Present the entries from the line with "form: x=314 y=61." through the line with "x=210 y=101", both included, as a two-column CSV with columns named entry_text and answer. Put one row per entry, with each value in a quoted field and line breaks replaced by spaces.
----- Data for processing -----
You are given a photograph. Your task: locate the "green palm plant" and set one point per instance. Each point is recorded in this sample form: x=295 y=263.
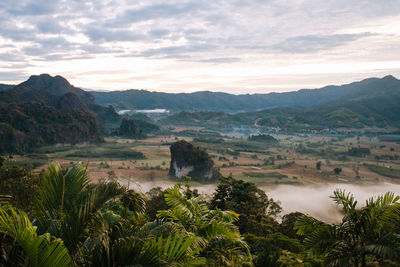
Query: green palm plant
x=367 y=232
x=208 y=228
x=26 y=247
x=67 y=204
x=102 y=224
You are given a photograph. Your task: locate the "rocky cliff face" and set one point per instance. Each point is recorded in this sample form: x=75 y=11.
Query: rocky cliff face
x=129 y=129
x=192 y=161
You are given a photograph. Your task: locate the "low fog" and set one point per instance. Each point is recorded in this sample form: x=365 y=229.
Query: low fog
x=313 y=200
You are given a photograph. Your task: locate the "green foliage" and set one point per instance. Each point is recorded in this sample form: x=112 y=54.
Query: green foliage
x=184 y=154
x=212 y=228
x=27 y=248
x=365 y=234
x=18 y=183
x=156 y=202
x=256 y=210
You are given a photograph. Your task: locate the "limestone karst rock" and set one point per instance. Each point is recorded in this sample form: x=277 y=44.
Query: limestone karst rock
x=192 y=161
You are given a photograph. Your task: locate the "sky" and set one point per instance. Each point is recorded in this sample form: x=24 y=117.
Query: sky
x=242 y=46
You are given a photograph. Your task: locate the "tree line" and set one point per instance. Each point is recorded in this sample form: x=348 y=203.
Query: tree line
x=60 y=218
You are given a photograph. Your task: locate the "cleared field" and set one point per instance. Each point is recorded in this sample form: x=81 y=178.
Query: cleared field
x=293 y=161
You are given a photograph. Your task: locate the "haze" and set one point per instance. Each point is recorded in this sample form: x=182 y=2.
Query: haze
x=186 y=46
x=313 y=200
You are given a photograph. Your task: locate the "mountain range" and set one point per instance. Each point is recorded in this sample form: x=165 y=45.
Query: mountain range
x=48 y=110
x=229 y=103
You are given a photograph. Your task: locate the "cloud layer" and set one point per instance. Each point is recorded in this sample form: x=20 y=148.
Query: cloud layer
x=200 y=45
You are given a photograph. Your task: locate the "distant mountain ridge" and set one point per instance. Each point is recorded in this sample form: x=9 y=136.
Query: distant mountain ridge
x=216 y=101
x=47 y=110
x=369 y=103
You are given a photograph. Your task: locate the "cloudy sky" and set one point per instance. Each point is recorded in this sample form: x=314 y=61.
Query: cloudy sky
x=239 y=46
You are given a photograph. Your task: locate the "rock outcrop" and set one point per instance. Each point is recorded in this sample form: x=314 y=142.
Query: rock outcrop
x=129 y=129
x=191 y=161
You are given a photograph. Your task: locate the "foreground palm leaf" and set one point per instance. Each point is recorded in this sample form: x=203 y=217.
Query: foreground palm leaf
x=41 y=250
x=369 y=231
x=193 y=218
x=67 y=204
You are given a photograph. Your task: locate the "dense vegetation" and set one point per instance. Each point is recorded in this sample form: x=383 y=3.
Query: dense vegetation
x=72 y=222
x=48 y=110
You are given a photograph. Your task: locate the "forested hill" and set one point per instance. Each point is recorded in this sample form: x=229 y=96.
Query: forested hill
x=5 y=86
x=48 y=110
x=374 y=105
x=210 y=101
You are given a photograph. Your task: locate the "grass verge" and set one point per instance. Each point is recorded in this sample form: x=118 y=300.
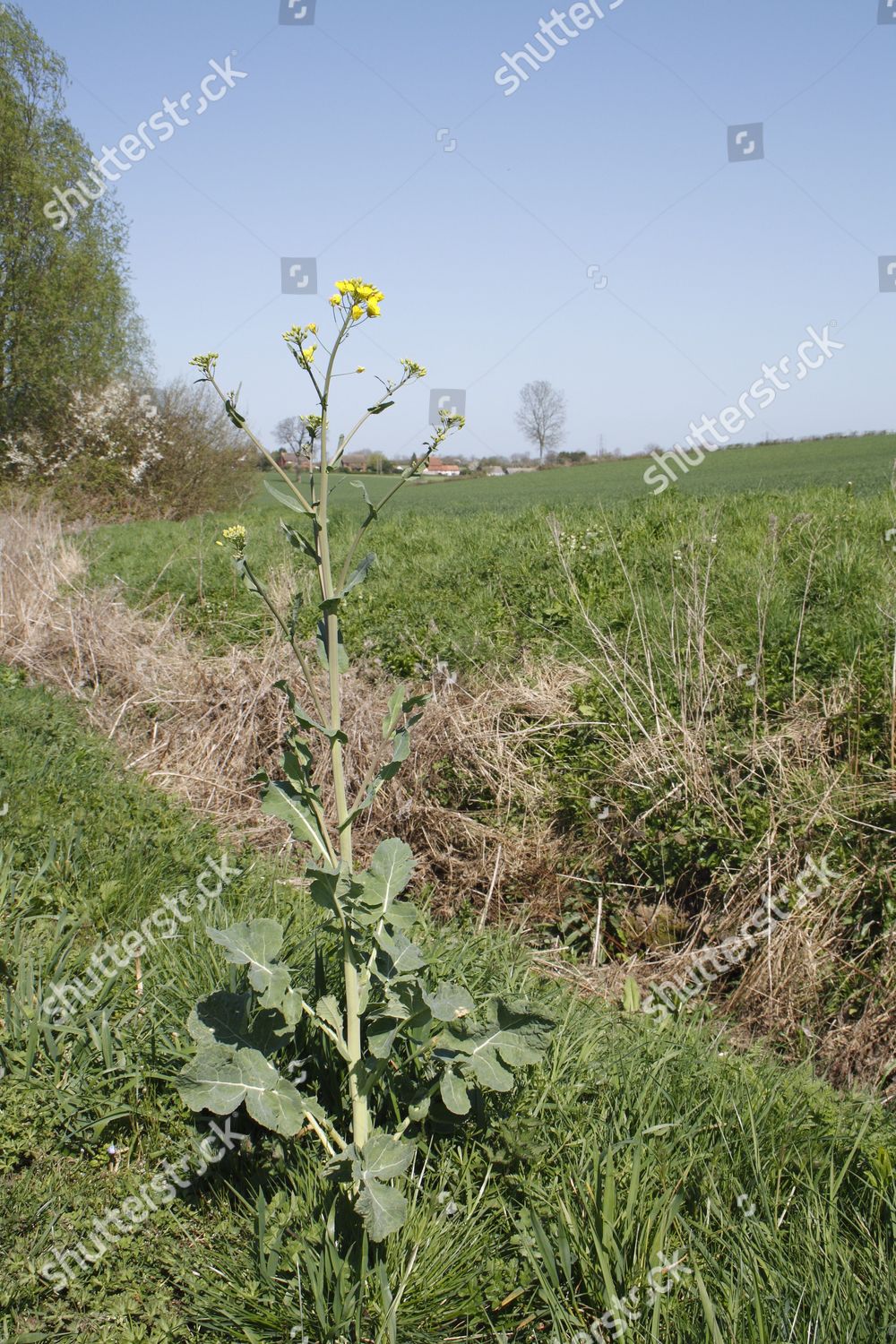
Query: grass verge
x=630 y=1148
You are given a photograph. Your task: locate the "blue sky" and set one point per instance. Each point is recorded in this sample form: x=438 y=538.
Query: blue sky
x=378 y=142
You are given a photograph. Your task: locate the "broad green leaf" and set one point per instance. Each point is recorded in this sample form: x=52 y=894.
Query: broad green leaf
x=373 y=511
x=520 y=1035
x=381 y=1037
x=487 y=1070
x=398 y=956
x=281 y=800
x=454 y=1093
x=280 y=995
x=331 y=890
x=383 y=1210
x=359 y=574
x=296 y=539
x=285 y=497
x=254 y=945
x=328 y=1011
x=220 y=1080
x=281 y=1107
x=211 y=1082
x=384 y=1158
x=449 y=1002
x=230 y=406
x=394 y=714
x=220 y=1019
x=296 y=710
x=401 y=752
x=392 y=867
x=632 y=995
-----
# [Final result]
entry_text,answer
"You are given a photograph. Your task: locate the ""cloudy sky"" and set one point per instance. Each point is recorded in this sample form: x=314 y=61. Query: cloudy sky","x=239 y=46"
"You are given a photograph. Your task: locate the ""rock outcrop"" and set one point per instance. Each point is recorded in this sample form: x=314 y=142. Query: rock outcrop","x=129 y=129 x=191 y=161"
"You are given a photograph. Your task: locate the ""foreground palm leaf"" and set one point per instance. Each point is recorded in this sample form: x=203 y=217. Query: foreground palm leaf","x=41 y=250 x=369 y=231 x=193 y=218 x=67 y=204"
"You are given a photograph. Your task: locate the ""dense vegetation"" and set one point per instance. Each point is recorded in this sample form: x=383 y=3. Query: dense vegetation","x=72 y=222 x=48 y=110"
"You are given a photograph. Your task: locate the ""forested hill"" and set one point per instance. Each point is recorded in this sample form: x=229 y=96. Query: forested hill","x=5 y=86 x=48 y=110 x=374 y=105 x=210 y=101"